▶ _What needs to be done_: Copy exactly the run of lines that begins at the line with "the koala's head." and ends at the final line of the entries.

▶ _Source material_:

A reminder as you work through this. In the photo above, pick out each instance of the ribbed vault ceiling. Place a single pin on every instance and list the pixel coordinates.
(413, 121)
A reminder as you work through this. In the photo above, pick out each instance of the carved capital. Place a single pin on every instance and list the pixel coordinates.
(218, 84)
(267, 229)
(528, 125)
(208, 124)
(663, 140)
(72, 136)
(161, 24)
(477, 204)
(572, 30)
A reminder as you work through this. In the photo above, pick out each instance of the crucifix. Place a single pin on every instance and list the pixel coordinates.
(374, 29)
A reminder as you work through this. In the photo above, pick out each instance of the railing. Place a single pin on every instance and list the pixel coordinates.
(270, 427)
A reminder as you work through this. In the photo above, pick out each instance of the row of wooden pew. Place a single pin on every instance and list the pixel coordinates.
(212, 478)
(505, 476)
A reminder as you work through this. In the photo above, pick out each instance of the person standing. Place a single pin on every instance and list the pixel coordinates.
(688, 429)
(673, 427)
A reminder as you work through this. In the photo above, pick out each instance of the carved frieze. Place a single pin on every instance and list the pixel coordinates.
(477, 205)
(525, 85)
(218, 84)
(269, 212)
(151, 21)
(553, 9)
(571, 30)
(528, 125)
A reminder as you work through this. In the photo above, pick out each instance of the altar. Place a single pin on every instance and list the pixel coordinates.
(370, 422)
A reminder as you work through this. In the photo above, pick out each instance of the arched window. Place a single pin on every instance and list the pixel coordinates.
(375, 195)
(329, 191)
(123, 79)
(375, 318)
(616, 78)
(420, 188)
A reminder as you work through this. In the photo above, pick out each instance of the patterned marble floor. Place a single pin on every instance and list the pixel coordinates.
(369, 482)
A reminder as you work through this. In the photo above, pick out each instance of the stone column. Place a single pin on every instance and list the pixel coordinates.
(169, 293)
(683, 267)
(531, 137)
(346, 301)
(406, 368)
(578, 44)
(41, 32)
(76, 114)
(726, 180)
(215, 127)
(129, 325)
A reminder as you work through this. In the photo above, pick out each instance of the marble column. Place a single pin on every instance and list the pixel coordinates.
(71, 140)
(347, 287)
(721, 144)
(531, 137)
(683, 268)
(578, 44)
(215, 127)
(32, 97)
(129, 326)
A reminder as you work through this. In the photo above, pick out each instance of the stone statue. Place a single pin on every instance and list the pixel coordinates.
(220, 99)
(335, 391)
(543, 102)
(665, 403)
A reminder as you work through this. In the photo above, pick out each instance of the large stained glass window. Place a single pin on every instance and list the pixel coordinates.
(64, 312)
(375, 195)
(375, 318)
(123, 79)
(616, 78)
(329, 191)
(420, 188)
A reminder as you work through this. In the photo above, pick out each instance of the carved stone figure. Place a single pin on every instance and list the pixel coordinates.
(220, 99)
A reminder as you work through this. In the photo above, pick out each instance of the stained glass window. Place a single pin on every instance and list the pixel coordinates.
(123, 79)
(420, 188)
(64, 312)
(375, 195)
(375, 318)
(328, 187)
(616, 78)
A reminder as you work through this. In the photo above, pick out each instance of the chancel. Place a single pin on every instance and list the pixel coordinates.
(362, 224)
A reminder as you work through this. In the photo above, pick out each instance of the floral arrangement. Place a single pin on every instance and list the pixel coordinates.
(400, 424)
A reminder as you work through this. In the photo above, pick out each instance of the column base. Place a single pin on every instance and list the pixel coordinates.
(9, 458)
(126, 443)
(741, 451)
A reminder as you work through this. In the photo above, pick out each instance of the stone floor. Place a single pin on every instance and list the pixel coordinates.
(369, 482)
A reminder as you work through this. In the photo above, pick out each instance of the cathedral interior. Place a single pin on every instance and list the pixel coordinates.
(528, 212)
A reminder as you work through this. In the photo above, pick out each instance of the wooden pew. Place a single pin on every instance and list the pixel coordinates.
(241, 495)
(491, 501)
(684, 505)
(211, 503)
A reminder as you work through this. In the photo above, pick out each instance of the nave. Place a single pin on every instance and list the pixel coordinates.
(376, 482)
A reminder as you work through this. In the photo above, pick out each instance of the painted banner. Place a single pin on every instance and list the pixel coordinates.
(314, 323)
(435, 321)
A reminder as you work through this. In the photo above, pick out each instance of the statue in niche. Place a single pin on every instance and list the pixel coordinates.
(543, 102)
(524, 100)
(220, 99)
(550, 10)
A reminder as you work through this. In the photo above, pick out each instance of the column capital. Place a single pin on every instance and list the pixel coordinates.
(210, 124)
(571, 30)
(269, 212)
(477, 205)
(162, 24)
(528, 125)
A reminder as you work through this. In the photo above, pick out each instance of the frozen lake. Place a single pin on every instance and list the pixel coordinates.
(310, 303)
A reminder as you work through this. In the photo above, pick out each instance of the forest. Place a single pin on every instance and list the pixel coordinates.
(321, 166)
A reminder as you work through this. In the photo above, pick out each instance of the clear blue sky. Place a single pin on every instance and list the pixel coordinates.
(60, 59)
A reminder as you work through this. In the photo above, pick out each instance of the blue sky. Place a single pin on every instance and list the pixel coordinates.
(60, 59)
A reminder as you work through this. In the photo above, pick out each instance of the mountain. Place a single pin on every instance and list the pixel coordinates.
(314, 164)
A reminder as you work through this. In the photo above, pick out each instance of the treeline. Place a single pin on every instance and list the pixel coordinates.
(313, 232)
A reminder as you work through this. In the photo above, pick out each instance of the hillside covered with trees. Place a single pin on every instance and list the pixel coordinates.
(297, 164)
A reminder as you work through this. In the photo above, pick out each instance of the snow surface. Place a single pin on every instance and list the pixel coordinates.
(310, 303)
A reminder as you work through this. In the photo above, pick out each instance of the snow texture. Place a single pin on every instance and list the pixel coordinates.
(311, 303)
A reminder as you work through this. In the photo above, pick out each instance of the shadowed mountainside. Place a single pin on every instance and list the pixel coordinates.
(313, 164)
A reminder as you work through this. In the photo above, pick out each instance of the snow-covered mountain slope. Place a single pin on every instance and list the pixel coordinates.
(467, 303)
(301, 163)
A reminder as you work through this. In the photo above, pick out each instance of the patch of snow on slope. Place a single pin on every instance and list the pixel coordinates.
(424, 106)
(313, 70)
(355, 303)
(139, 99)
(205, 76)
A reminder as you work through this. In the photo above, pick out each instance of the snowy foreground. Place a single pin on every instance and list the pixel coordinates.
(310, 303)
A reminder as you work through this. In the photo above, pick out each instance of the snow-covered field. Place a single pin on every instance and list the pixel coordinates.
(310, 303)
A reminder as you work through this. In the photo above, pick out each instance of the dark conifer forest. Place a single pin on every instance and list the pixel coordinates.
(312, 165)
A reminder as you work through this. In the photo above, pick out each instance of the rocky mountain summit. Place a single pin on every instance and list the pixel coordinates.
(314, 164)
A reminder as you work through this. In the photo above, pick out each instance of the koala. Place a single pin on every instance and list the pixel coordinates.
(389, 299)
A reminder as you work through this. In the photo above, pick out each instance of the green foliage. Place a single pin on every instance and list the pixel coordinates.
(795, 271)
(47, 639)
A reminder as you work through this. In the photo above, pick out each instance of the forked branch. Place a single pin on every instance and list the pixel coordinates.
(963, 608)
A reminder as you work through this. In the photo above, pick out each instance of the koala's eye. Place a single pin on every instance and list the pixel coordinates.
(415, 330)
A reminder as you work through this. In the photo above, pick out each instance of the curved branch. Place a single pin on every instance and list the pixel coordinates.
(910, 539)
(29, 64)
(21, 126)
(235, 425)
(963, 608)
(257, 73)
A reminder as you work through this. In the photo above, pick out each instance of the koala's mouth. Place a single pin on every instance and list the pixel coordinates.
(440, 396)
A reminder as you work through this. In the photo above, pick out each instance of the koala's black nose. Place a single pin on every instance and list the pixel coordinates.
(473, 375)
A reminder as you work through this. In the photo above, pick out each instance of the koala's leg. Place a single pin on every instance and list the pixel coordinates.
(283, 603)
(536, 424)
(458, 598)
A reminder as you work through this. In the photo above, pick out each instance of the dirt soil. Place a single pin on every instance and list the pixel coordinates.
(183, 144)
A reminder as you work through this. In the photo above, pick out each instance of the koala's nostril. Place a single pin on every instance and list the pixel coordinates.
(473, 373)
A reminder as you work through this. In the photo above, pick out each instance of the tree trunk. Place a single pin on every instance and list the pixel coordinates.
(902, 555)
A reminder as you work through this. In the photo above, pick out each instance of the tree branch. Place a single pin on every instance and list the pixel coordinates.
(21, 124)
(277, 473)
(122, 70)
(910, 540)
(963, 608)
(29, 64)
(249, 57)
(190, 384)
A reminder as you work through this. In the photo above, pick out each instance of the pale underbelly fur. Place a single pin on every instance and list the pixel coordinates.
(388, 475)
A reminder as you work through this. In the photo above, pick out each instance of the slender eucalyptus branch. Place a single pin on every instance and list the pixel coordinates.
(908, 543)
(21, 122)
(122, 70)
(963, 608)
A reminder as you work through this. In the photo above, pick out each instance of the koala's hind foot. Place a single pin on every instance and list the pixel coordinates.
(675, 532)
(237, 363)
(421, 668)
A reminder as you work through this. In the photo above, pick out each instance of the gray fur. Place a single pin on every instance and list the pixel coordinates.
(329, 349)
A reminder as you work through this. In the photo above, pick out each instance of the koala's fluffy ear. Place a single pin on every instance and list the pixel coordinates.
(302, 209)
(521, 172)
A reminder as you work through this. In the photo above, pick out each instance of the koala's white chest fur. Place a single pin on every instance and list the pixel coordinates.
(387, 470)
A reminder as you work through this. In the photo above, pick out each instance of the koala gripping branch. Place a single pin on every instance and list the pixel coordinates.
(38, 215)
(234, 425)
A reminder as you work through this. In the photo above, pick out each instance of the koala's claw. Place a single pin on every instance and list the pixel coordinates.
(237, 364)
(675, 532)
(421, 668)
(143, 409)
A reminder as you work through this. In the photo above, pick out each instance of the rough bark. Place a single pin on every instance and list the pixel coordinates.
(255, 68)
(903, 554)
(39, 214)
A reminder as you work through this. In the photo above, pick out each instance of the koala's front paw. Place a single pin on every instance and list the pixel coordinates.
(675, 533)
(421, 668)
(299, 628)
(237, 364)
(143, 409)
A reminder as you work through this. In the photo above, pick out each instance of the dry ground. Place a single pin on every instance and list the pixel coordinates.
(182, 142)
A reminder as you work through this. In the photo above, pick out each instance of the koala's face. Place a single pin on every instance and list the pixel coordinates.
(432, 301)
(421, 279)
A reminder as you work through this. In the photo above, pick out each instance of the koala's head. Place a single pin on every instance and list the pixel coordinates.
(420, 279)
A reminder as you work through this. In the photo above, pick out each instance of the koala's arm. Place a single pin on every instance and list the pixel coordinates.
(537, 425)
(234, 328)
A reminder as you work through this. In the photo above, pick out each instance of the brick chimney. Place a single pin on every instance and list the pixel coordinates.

▶ _Task result_:
A reminder as you work through this. In the photo above, pick out each instance of the koala's head. Place a single pin on every instance and list the pixel coordinates.
(420, 279)
A reminder as you work through this. In the photo above, pick out each instance of the koala's arm. Place a single pin on every instance and list the pixel coordinates.
(537, 425)
(234, 328)
A reminder as you work through this. In the photo above, pick out each instance of the brick chimney. Place a single pin on every instance and list the pixel coordinates.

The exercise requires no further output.